## Task prompt
Rewrite everything in the data from the line containing "the arched doorway" down to the line containing "x=444, y=231", both included. Shift each x and y coordinate in the answer points up by 78, and leave every other line, sample coordinates included, unchanged.

-- START OF Available data --

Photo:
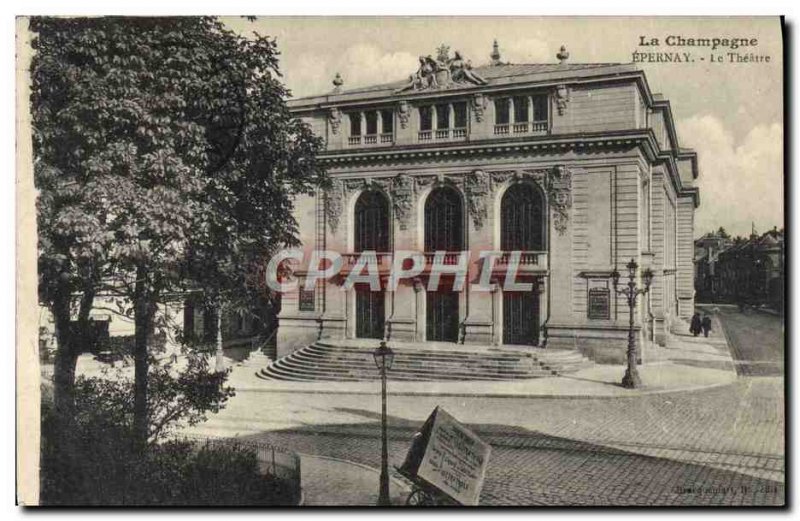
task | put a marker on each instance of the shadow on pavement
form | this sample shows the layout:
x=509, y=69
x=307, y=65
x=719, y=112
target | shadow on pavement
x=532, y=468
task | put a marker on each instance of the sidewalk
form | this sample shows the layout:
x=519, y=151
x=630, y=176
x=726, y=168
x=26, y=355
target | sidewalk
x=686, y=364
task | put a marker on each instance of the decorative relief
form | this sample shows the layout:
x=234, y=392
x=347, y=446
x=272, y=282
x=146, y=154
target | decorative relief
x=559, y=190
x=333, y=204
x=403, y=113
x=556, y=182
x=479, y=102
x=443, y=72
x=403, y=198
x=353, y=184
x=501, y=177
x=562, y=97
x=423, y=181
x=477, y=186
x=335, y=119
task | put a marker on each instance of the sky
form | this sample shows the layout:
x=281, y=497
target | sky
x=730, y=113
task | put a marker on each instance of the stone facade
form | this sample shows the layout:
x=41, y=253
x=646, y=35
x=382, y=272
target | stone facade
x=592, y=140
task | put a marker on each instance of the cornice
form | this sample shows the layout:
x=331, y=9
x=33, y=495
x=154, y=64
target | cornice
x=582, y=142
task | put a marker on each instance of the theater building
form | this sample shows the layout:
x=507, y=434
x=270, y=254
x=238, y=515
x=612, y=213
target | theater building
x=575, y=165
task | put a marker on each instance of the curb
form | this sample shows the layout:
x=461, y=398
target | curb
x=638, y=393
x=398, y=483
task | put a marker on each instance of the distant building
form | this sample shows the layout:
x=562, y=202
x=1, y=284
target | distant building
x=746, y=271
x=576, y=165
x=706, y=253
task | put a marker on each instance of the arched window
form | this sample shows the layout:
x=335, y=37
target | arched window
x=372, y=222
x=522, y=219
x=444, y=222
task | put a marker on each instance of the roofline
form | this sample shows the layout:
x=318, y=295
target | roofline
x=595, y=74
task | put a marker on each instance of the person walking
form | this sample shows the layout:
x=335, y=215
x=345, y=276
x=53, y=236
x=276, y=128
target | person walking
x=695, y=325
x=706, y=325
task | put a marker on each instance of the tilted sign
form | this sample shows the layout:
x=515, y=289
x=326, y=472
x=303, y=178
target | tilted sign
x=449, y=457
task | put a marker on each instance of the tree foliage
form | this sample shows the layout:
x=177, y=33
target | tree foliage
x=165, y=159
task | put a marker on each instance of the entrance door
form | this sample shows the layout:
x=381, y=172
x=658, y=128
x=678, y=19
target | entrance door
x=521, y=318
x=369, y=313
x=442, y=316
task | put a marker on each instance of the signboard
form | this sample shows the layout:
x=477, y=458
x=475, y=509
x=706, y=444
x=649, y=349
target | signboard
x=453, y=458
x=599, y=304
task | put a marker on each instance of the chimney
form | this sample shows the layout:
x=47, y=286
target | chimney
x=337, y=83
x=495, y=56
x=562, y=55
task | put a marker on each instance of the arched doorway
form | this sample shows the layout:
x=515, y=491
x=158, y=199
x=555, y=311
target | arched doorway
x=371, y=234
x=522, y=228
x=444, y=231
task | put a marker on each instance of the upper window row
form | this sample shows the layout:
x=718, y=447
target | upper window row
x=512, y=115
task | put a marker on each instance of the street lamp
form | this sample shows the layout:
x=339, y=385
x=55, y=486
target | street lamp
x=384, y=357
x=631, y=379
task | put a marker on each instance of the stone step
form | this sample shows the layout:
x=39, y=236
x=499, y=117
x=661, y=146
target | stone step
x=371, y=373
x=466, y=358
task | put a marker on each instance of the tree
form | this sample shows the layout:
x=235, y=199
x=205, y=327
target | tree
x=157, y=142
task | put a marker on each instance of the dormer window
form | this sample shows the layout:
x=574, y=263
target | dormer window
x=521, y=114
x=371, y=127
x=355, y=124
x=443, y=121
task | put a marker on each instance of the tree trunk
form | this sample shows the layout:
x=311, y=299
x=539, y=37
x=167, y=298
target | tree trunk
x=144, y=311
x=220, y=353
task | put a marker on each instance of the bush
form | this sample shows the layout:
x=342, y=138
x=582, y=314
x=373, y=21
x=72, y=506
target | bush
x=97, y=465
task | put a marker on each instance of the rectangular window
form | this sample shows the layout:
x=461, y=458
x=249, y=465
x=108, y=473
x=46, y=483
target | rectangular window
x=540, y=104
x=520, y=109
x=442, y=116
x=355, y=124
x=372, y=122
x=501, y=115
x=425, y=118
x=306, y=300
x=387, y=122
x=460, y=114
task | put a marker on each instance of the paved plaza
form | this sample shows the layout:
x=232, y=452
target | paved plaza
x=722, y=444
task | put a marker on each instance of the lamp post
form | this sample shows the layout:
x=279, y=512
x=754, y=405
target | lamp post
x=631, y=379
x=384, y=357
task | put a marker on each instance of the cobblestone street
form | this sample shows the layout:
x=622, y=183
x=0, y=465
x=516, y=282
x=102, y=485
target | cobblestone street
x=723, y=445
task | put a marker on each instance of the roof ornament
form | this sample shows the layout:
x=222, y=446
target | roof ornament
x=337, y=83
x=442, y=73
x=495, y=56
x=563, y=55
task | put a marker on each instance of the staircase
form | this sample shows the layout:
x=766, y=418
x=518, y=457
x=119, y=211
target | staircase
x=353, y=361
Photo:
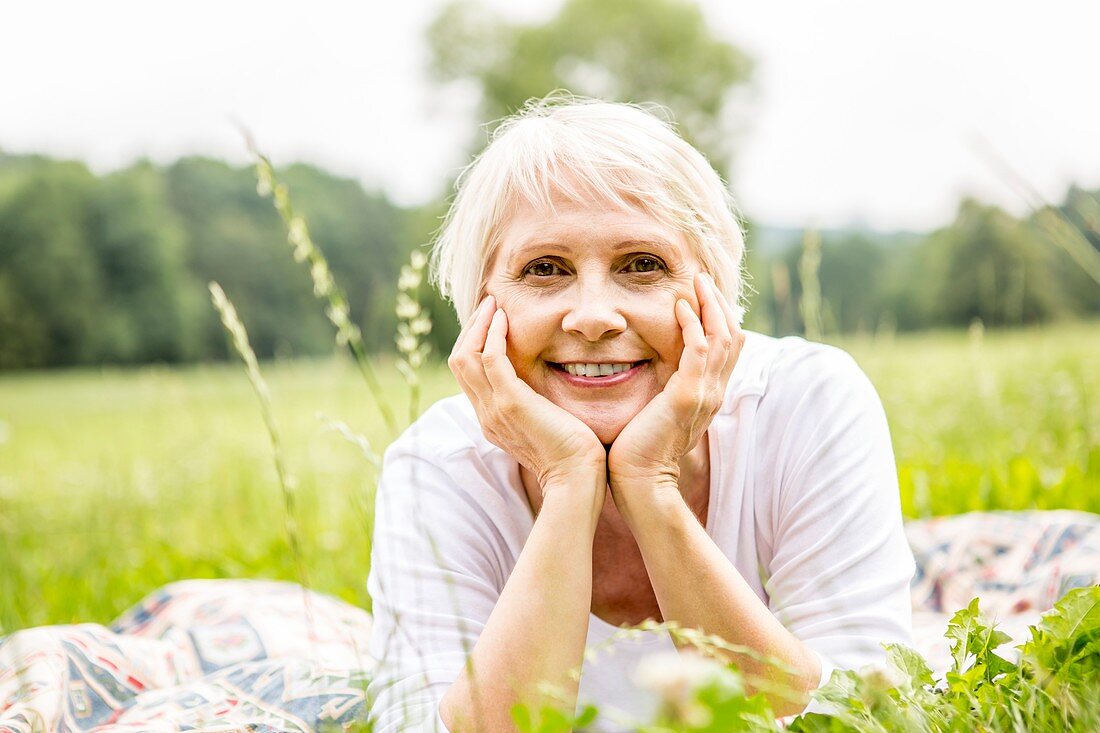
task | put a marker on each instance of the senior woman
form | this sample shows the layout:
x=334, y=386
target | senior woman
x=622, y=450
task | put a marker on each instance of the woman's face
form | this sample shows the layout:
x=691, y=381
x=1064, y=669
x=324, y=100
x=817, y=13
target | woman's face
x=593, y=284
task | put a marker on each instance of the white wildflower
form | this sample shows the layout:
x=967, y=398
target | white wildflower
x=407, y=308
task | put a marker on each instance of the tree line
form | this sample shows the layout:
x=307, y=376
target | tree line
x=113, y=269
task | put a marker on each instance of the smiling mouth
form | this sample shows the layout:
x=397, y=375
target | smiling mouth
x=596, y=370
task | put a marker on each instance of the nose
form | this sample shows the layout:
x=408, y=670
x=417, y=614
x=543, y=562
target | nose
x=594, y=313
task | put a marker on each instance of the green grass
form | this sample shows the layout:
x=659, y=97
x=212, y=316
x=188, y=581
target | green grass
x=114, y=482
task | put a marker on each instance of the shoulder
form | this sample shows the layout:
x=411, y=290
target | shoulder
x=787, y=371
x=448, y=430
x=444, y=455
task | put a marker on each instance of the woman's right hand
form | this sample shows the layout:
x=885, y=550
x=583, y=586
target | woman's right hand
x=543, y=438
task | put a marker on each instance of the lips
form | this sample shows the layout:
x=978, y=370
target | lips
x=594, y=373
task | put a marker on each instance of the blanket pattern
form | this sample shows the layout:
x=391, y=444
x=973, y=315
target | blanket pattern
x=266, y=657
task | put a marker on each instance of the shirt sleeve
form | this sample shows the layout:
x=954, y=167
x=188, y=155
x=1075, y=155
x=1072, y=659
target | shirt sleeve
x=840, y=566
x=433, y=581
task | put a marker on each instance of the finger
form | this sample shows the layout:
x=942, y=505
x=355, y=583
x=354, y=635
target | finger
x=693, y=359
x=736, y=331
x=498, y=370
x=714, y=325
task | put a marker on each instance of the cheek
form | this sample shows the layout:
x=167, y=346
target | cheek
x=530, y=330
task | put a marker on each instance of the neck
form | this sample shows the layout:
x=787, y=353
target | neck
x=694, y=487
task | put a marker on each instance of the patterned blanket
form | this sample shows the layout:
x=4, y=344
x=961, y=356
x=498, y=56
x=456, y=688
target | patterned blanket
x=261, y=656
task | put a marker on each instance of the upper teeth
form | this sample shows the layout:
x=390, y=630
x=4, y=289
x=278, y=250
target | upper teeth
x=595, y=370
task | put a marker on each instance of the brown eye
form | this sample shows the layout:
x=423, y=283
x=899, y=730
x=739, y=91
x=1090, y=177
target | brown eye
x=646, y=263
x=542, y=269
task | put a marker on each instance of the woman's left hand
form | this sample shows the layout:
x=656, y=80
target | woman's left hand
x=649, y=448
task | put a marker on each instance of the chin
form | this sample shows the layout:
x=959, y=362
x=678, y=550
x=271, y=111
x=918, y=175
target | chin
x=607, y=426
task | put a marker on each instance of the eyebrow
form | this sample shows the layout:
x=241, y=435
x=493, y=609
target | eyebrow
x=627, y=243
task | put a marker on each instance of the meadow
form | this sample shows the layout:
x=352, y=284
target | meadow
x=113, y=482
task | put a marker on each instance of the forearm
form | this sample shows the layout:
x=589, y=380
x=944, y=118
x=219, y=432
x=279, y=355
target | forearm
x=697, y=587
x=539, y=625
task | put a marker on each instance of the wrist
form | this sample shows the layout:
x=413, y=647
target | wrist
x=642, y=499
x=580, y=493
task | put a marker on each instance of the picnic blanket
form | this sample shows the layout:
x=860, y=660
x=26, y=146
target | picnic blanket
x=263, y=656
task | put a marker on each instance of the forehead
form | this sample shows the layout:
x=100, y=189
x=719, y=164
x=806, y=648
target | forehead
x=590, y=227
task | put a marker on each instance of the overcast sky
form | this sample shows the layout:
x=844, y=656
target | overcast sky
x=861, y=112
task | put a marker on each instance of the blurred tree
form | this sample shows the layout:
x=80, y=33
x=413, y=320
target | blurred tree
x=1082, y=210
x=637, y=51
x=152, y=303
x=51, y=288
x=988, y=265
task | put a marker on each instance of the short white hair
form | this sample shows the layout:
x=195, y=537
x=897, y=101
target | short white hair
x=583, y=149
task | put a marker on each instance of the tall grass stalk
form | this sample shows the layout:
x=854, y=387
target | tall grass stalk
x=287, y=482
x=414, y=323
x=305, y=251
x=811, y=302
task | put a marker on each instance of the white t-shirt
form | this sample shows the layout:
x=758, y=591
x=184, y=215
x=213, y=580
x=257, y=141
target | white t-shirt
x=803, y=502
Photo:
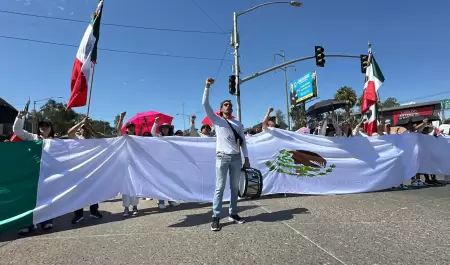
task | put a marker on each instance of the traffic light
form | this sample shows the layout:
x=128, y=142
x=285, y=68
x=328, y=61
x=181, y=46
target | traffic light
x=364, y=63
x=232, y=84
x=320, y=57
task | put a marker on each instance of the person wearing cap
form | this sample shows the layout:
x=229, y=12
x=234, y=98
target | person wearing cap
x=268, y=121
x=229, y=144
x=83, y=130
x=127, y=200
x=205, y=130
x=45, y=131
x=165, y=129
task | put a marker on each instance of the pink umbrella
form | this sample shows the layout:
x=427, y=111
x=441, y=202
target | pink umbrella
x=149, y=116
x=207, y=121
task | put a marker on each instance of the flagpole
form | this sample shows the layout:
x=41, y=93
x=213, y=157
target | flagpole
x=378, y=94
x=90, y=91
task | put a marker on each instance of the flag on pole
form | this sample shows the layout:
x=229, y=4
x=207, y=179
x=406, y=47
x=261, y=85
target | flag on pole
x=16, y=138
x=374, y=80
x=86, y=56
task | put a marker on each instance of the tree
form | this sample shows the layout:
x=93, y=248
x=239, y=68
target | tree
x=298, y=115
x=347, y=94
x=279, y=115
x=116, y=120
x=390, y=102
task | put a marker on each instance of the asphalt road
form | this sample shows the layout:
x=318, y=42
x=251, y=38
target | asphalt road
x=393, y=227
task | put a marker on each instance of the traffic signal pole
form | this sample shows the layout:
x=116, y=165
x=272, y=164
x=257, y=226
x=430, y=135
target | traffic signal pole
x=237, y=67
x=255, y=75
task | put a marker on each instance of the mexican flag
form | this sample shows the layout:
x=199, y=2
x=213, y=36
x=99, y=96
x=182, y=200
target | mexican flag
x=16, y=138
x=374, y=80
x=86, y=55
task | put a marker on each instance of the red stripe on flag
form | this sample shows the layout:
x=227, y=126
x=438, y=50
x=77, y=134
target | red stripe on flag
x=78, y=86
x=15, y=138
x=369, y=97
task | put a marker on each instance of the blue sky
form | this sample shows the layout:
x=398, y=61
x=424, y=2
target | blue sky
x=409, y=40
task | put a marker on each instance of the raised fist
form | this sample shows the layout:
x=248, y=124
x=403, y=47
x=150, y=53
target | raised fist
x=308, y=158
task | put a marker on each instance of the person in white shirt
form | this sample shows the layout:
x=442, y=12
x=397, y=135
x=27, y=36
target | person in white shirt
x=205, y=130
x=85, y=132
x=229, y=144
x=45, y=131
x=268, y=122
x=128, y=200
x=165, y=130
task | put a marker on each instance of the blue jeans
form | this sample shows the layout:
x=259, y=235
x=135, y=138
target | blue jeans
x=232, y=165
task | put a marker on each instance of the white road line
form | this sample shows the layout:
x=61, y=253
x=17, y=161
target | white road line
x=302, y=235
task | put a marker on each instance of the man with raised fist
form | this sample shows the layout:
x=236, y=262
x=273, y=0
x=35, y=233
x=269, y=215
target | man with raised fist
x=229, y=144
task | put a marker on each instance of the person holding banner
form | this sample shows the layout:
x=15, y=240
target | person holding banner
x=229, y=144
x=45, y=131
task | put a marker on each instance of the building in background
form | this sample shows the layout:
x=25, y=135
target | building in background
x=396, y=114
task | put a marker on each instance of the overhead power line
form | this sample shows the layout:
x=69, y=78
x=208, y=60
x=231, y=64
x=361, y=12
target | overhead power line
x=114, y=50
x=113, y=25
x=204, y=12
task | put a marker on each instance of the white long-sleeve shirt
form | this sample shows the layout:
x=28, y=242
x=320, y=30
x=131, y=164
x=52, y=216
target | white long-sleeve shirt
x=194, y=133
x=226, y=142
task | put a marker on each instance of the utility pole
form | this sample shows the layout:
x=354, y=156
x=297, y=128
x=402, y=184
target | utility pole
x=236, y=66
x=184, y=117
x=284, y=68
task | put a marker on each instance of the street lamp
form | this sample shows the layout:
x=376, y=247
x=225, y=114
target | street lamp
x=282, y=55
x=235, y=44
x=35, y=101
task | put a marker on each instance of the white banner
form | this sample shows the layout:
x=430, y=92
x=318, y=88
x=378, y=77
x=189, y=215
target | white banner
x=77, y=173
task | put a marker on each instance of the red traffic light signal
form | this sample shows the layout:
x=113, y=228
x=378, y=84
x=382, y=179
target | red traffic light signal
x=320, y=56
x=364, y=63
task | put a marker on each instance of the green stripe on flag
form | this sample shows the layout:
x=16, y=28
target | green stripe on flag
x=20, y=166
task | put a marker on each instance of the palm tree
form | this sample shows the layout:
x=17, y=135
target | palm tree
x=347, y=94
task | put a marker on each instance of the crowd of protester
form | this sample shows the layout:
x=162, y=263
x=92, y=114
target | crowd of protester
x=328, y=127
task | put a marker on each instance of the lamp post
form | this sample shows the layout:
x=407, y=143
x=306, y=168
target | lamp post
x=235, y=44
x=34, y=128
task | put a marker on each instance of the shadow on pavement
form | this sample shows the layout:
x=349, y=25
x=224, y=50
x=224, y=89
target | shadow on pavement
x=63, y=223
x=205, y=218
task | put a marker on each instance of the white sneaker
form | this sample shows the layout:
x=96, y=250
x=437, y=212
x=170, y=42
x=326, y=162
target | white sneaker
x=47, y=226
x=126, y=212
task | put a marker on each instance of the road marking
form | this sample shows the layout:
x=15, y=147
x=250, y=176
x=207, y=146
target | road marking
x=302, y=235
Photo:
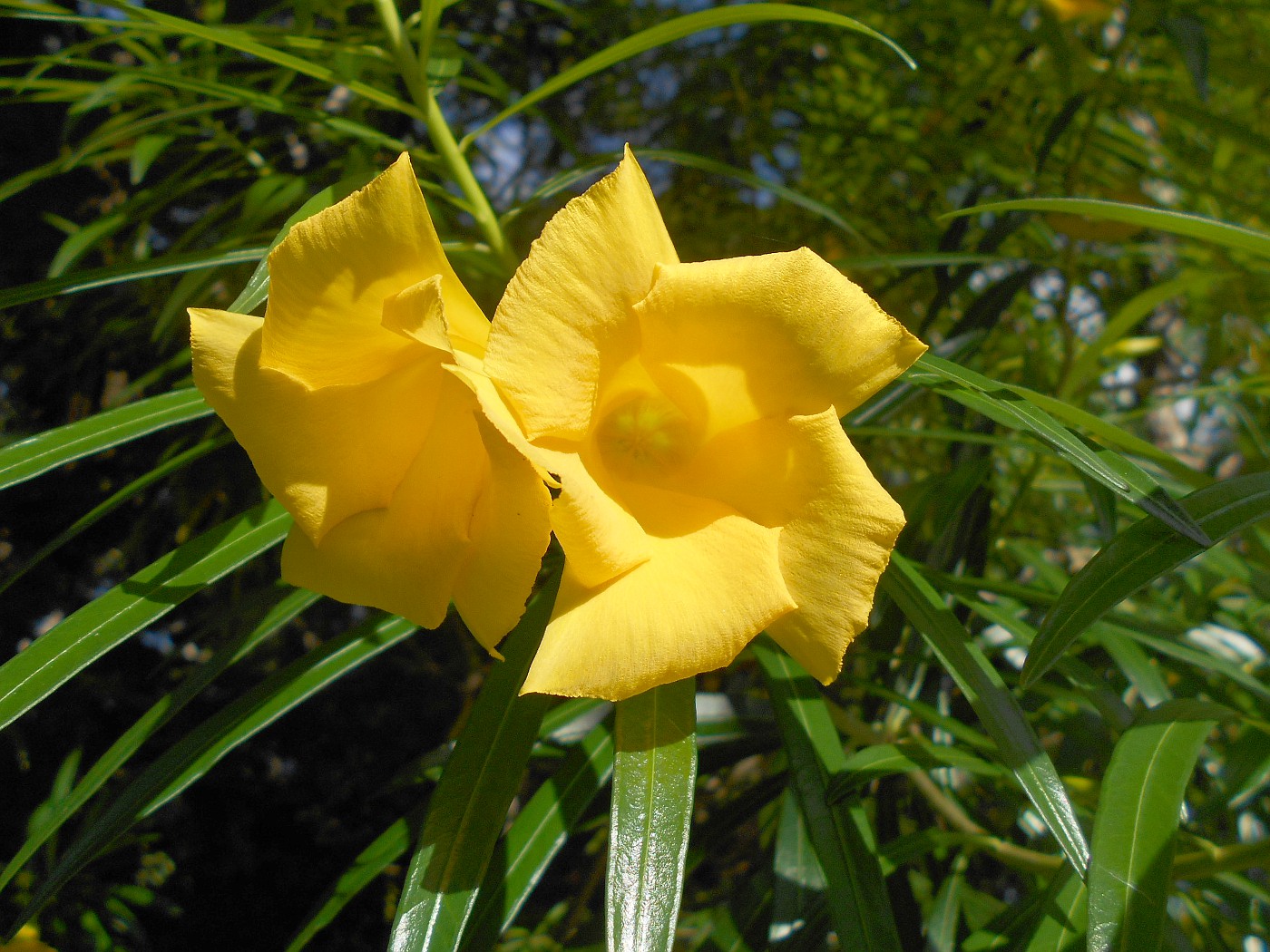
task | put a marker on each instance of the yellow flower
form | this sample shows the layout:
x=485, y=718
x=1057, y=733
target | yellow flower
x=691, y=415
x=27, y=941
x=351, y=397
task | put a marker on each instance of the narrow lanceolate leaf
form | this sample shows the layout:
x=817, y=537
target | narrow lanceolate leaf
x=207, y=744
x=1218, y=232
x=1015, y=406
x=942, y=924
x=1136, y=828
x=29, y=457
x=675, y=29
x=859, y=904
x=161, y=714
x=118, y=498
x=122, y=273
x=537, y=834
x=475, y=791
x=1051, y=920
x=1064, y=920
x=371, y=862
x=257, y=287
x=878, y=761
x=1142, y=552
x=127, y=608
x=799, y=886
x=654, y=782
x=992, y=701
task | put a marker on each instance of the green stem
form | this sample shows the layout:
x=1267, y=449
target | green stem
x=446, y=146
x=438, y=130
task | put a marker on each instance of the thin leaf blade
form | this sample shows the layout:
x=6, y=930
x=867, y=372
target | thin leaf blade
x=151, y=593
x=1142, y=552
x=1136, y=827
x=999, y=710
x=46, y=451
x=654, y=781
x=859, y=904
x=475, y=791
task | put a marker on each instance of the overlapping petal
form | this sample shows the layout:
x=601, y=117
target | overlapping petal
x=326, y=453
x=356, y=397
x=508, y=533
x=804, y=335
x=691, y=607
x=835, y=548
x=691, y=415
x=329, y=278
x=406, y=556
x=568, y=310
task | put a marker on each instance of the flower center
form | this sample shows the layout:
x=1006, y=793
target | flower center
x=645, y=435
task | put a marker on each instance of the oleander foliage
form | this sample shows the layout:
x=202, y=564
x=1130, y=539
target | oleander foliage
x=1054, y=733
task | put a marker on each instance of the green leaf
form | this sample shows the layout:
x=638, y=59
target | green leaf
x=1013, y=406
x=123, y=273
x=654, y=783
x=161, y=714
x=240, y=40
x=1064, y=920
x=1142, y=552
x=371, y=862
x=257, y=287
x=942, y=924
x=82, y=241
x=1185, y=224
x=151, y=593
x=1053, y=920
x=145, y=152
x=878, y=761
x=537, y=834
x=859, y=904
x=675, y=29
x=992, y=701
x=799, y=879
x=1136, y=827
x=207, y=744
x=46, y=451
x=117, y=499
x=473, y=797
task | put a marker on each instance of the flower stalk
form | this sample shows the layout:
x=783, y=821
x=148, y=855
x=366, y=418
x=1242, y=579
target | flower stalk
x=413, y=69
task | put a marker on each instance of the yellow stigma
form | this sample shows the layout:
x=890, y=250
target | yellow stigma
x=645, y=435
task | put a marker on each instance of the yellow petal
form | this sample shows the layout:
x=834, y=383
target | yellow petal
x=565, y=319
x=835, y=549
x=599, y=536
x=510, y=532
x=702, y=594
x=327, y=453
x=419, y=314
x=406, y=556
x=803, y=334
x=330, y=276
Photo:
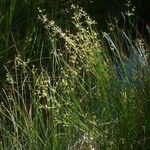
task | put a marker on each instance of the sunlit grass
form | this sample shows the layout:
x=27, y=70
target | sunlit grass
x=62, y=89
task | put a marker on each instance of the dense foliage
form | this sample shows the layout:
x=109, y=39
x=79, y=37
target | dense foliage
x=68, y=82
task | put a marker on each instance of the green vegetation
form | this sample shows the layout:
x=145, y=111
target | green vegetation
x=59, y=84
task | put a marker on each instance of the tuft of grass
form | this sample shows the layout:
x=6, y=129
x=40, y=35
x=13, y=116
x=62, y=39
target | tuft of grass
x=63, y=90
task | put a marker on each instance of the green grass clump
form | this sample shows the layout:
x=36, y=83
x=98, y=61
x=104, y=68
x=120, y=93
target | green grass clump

-- END OF Available data --

## Written solution
task | put a marker on each instance of the arched doorway
form | this sample shows the layout:
x=515, y=491
x=158, y=199
x=555, y=311
target | arched doorway
x=449, y=312
x=600, y=306
x=522, y=309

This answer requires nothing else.